++++ Input for this task ++++
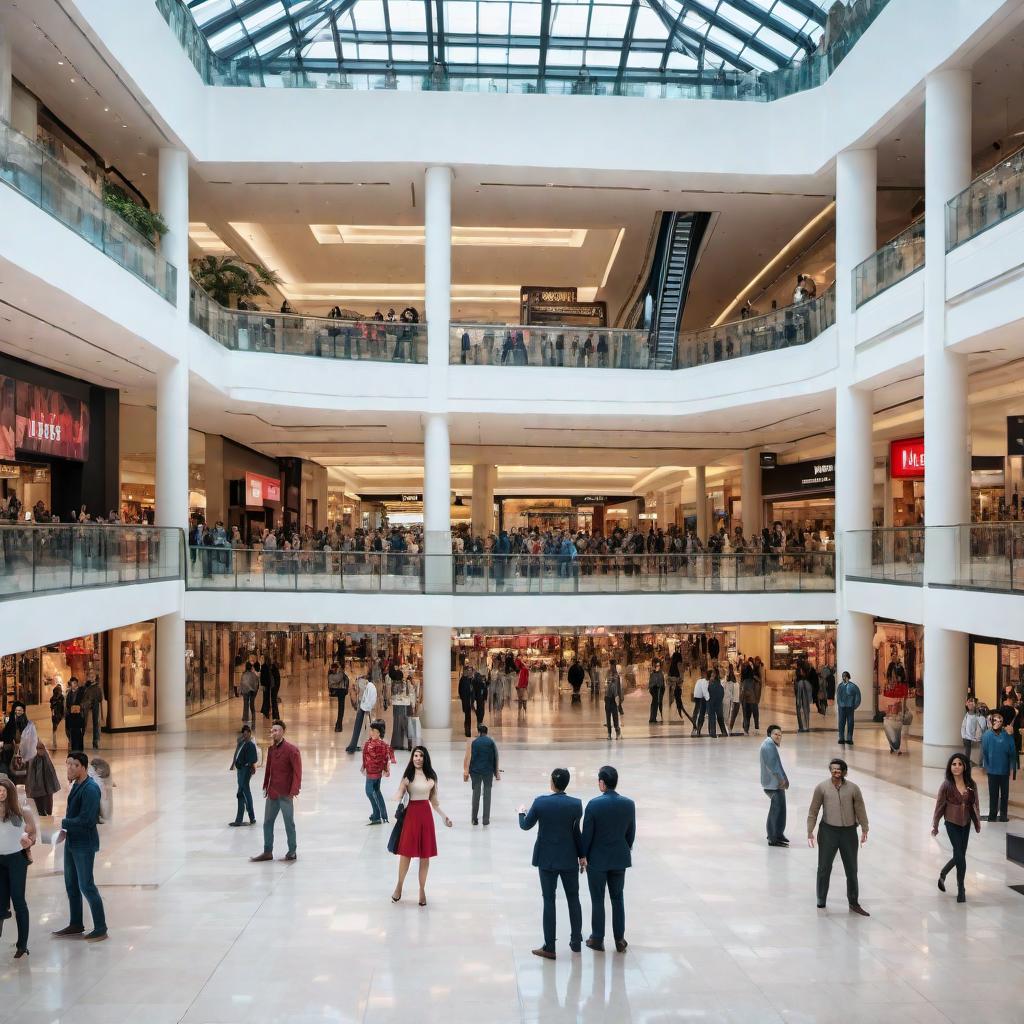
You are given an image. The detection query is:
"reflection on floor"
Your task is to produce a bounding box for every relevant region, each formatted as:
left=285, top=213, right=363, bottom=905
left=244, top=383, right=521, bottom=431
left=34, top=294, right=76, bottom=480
left=0, top=672, right=1024, bottom=1024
++++
◆ Written exercise ◆
Turn every line of the records above into a JSON list of strings, one string per line, leaving out blank lines and the pictures.

◆ Completed exercise ◆
[
  "You are given an image. The detection query is:",
  "\"reflection on floor\"",
  "Your task is to produce a bounding box for every relevant region, each formatted as:",
  "left=285, top=213, right=363, bottom=905",
  "left=244, top=383, right=521, bottom=431",
  "left=34, top=294, right=76, bottom=480",
  "left=0, top=672, right=1024, bottom=1024"
]